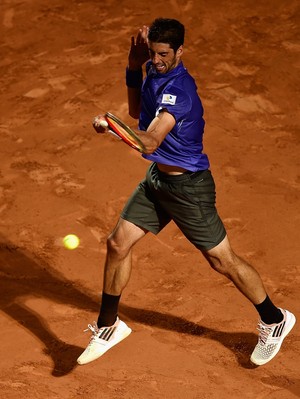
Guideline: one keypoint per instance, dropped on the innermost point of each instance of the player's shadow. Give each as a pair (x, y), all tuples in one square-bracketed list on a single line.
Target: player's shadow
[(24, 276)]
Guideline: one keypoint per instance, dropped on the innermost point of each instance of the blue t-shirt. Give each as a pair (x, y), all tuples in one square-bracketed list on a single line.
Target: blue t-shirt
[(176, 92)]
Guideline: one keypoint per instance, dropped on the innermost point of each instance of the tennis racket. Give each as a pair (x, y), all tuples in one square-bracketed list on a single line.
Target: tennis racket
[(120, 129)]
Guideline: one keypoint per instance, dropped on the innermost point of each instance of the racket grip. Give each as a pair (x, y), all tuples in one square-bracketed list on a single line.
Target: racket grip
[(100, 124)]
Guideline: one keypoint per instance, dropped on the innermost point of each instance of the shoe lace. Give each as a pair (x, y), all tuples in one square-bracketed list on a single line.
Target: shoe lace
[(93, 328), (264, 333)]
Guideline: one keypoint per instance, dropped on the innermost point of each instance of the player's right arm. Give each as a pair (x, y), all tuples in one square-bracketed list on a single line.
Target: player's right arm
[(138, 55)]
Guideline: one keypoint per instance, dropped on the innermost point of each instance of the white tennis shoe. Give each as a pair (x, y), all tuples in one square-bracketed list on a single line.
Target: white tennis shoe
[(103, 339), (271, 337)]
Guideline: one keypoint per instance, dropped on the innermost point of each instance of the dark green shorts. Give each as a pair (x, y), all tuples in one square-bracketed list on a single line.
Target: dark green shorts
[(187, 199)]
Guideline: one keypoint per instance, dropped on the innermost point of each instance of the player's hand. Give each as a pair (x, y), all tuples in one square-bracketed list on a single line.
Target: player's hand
* * * * * * * * *
**Exercise goal**
Give back every item above word for word, but leave out the pictures.

**Answer to the problem**
Guideline: one keypoint per instance, dropped on the innermost point of each instance of the player's shadow. Give each as a pair (x, y), all tuples in one square-bracketed list on a single line.
Target: player's shadow
[(24, 276)]
Guideline: one keypoint per instance, dropped on the innermost point of each instance of the blue t-shirt. Give each as a pair (x, y), all tuples in one square-bracketed list on a single line.
Target: blue t-shirt
[(176, 92)]
Guideline: one keypoint per instance, dropped on the innermost point of each instance of the tennis racket. Give each as a pair (x, y), all tuples in one square-bracketed list on a single line.
Target: tennis racket
[(120, 129)]
Guideline: one keypoint per instance, dropped on the innermost point of each instance of the racket grip. Give each as a pair (x, y), all tuples in one square-bracketed list on a single line.
Target: racket grip
[(100, 124)]
Guideline: one keypoint per instance, dropped on the innermost point of each instance of the shoe lace. Give each as a pair (x, y), all tuples in one square-bracketed list on a single line.
Target: shoe lace
[(93, 328), (264, 333)]
Guideline: one keypoint per instance, dropped on the innermost point of each instance of the player's right arm. Give each as a pair (x, y), all tuples in one square-bracketed list on a single line.
Target: player's right arm
[(138, 55)]
Guideline: one keypoint per instance, dropped on the innermost point of each instance of the white tennis shoe. Give each as a pair (x, y), all tuples in one square-bracketed list on a single line.
Target: white tennis shoe
[(103, 339), (271, 337)]
Guideline: one keypoint per instance, dropped on the innermost point of each instance of the dark green shorts. Give each as a pair (x, y), all tuples in one square-bracketed list on a single line.
Target: dark green shorts
[(187, 199)]
Guideline: one keypoint per instance, dropped on the innermost point of each instance of the player's hand. Give each as a pair (x, y), all tuples in one square-bracketed list on a single line.
Target: player's hand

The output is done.